GOAL OF THE EXERCISE
Every entry needs to be duplicated exactly.

SOURCE DATA Start Marker

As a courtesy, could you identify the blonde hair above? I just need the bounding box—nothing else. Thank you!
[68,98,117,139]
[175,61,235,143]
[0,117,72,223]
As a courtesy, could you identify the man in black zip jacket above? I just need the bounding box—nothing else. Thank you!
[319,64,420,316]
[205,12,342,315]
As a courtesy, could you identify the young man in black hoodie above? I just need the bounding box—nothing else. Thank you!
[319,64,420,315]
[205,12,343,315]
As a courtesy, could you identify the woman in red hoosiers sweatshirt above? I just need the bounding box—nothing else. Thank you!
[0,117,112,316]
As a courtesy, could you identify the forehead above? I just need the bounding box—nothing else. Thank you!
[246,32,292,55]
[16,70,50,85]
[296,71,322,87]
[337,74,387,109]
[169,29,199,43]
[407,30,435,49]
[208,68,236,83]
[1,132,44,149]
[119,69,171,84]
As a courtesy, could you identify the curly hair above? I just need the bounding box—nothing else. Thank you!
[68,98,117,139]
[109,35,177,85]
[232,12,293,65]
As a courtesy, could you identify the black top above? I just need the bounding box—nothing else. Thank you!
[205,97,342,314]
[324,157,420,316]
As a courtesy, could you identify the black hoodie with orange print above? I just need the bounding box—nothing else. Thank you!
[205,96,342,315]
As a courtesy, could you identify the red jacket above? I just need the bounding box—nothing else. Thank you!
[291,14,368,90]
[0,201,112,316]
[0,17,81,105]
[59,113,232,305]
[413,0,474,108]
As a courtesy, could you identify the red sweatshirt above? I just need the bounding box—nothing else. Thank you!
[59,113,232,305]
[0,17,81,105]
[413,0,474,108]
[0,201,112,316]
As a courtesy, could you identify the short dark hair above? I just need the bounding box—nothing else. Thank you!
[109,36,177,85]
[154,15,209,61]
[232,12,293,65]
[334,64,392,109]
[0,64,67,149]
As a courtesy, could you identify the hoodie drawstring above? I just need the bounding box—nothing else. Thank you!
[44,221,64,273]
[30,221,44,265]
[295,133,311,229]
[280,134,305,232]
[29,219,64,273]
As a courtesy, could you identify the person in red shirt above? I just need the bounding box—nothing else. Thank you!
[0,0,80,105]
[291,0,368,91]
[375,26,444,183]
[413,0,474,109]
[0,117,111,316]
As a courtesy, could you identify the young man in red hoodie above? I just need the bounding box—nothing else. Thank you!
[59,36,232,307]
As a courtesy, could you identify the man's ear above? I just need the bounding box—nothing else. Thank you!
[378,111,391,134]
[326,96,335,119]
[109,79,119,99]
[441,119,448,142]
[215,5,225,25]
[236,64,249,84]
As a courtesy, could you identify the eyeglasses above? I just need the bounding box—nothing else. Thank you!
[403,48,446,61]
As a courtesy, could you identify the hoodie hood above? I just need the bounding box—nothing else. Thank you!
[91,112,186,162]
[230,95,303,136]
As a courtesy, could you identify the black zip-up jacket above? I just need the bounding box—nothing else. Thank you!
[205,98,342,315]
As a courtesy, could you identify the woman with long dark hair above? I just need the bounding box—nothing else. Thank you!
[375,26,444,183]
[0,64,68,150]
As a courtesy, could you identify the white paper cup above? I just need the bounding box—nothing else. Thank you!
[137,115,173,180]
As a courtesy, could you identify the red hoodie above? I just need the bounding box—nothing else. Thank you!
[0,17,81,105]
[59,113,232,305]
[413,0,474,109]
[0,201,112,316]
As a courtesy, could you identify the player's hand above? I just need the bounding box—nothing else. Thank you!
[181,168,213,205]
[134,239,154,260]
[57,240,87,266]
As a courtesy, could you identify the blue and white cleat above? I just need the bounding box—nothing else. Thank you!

SOURCE DATA End Marker

RESULT
As a courtesy, could you identify the blonde hair above? I just need the bounding box—nothing else. Thank you!
[68,98,117,139]
[175,61,235,143]
[0,117,72,223]
As a courtesy, could you identify the man in black zip jacket above? I just need the bounding box—nothing else. Thank you!
[319,64,420,316]
[205,12,342,315]
As a courtesy, could you identify the young man in black hoodie above? I just need the bounding box—nothing else. Thank you!
[319,64,420,315]
[205,12,343,315]
As a courtesy, could you identify the woman in red hoosiers sweatshirt above? I just need the bounding box—nothing else. Thank you!
[0,117,112,316]
As a courtesy, could you identify the forehead above? I just need the bounding box—nothing else. Thank you!
[246,32,292,55]
[16,70,50,85]
[296,71,322,87]
[337,74,387,109]
[169,29,199,43]
[407,30,435,49]
[208,68,236,83]
[1,132,44,149]
[119,69,171,84]
As a courtesy, could you identify the curly hair above? I just need the bounding box—nothing else. Thank you!
[68,98,117,139]
[109,35,177,85]
[232,12,293,65]
As a courtesy, could you identify the black top above? I just need the bounding box—nothing else. Thank you!
[205,97,342,314]
[324,157,420,316]
As a courtesy, could you identify the black hoodie with orange print above? I just need the bounding box—nothing else. Thank you!
[205,96,342,315]
As a courtesy, could you identify the red jacket above? I just need the bounding box—nothing else. Thank you!
[291,14,368,90]
[0,201,112,316]
[0,17,81,105]
[59,113,232,305]
[413,0,474,108]
As a courtesy, could you identify the red sweatshirt above? I just need the bounding box—nothing else. Thank you!
[59,113,232,305]
[0,17,81,105]
[413,0,474,108]
[0,201,112,316]
As a courtesy, could you identify the short dark hair above? I just need the bounding box—nothing else. Thank you!
[109,36,177,85]
[154,15,209,61]
[232,12,293,65]
[334,64,392,109]
[0,64,67,149]
As a courtesy, could you identify the hoodie drawstring above? I just need the bounding box—nothing else. Thank you!
[44,221,64,273]
[30,221,44,265]
[295,133,311,229]
[280,134,305,232]
[29,219,64,273]
As a courtesy, could you identify the person in red shirt above? I just need the bounding box—nothing else. Thank you!
[0,0,80,105]
[291,0,368,91]
[375,26,444,183]
[413,0,474,109]
[0,117,111,316]
As a courtesy, could you identify the young man in red hoodie above? I just need the bounding box—nothing else. Thank you!
[59,36,232,307]
As a courtesy, could you identify the man's ear above? I just need the bounding box—nothing else. Thank you!
[378,111,391,134]
[326,96,335,119]
[109,79,119,99]
[441,119,448,142]
[215,5,225,25]
[236,64,249,84]
As a courtesy, could you identify the eyeglasses above? I just need the bounding box—nothing else. Thank you!
[403,48,446,61]
As a courtesy, could you identify the hoodie hood above? I just need the bounding box—nothing else. Thank you!
[91,112,186,162]
[230,95,303,136]
As a courtesy, could you identify the black zip-up jacket above? I just need the bounding box—nothing else. Thank you!
[205,98,342,315]
As a courtesy, could you identify the woman with long dark hair above? I just need the bounding box—nothing else. Thank you!
[375,26,444,183]
[0,64,68,150]
As a courtesy, could you identify the white paper cup above? I just need the bounding box—nothing else. Thank you!
[137,115,173,180]
As a courtesy, could you identify the red hoodie above? I just need the bounding box—nothing else. Thank you!
[0,17,81,105]
[59,113,232,305]
[413,0,474,109]
[0,201,112,316]
As a courtesy, could you identify the player's hand above? I just need the bounding box—nothing else. Thank you!
[181,168,213,205]
[134,239,154,260]
[57,240,87,266]
As a courtesy, could you identify the blue and white cleat above? I just need the bounding box—nothing else. Thank you!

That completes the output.